--- Document segment ---

▬▬▬

If it ain't broke...

In the previous post, we saw how the Terraform lifecycle rule create_before_destroy can help prevent a deadlock when renaming security groups. In this post, we will see how using the same lifecycle rule in the wrong place will create a problem.

To recap, when renaming a security group, you need to replace

resource "aws_security_group" "test_1" {
  name = "test-1-new-name"
}

resource "aws_security_group" "test_1" {
  name = "test-1-new-name"
  lifecycle {
    create_before_destroy = true
  }
}

This ensures the following series of steps:

Create a security group with a new name.
Destroy the old security group.
Associate the new security group with the instance.

This made me think - using a lifecycle rule seems like a good practice. Let me use it for the aws_security_group_rule resource also. That was a presumptuous mistake. Let us see how.

▬▬▬

--- Problem set ---
• A. Answer these from the Terraform post:
(i) Which lifecycle rule did the previous post cover?
(ii) What problem did that rule help prevent?
(iii) For which resource did the writer then decide to use the rule as well?
• B. Please explain, in one to three sentences, why the Terraform post adds a lifecycle block with create_before_destroy when renaming a security group.
• C. Continue the Terraform post from its last sentence.

▬▬▬

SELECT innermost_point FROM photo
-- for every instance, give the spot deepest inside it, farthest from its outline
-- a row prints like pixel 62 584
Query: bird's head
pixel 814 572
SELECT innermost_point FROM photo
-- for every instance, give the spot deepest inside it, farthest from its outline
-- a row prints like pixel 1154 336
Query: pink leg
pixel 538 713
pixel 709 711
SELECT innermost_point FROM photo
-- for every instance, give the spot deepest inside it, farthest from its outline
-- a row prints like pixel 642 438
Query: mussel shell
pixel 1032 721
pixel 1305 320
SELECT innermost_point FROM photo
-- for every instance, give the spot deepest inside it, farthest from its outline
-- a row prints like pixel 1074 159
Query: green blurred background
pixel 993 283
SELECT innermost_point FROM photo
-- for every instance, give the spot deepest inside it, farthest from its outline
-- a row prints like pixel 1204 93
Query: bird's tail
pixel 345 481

▬▬▬

--- Answers below ---
• A.
(i) create_before_destroy
(ii) A deadlock when renaming security groups
(iii) aws_security_group_rule

• B. The rule helps prevent a deadlock when a security group is renamed. It makes Terraform create the group with the new name first, then destroy the old group, and then associate the new group with the instance.

• C.
We will replicate the same infrastructure setup scenario:

Create an EC2 instance (or any other resource which uses security groups).
Associate one or more security groups to the instance.

The above infra can be created through update-security-group-rule/v1/main.tf

$ terraform init
$ terraform apply

Sample terraform output

aws_instance_test_1 = i-02d50e0a62110bbc6
security_group_test_1 = sg-03cc308342b10ebe5
security_group_test_2 = sg-03c1cbe2eb0ace857

However, for the next step, instead of renaming the security group, we will add one more entry in the cidr_block in our security_group_rule i.e. we will update

resource "aws_security_group_rule" "sg_2_rule_1" {
  from_port         = 8080
  protocol          = "tcp"
  to_port           = 8080
  security_group_id = aws_security_group.test_2.id

  cidr_blocks = ["0.0.0.0/0"] # this line will be changed

  lifecycle {
    create_before_destroy = true
  }
  type = "ingress"
}

resource "aws_security_group_rule" "sg_2_rule_1" {
  from_port         = 8080
  protocol          = "tcp"
  to_port           = 8080
  security_group_id = aws_security_group.test_2.id

  cidr_blocks = ["0.0.0.0/0", "1.1.1.1/32"]

  lifecycle {
    create_before_destroy = true
  }
  type = "ingress"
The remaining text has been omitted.